◆ **Description de l'exercice**: D'après le texte extrait, à quoi la détérioration des conditions d'oxygène dissous dans l'estuaire et le golfe du Saint-Laurent est-elle principalement attribuée ? Répondez en une phrase, s'il vous plaît.

Entre les années 1930 et 1980, les conditions d’oxygénation se sont progressivement dégradées dans l’estuaire et le golfe du Saint-Laurent (EGSL). Après s’être stabilisées jusqu’en 2010, elles sont devenues encore plus sévères. « Cette détérioration des conditions d’oxygène dissous est principalement attribuée à un changement dans la circulation océanique en Atlantique Nord qui permet à une plus grande proportion d’eaux chaudes et moins oxygénées d’alimenter le Chenal Laurentien », précise la professeure Gwénaëlle Chaillou, qui est titulaire d’une Chaire de recherche du Canada en géochimie des hydrogéosystèmes côtiers à l’UQAR-ISMER.

◆ **Section des données**:
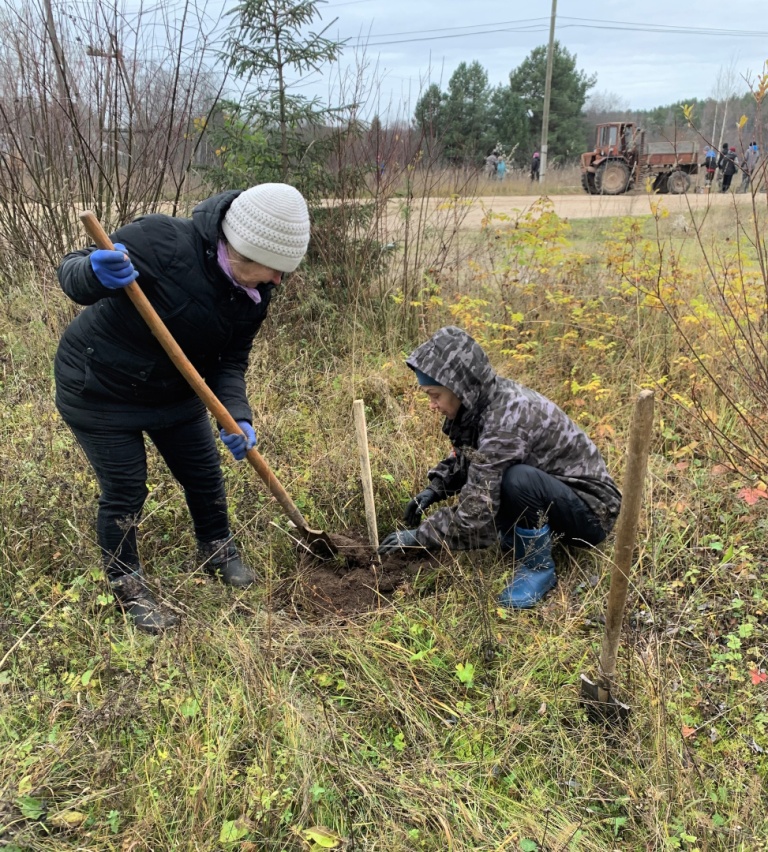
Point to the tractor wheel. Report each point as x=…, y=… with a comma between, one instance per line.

◆ **Réponse rédigée**: Elle est principalement attribuée à un changement dans la circulation océanique en Atlantique Nord, qui permet à une plus grande proportion d'eaux chaudes et moins oxygénées d'alimenter le Chenal Laurentien.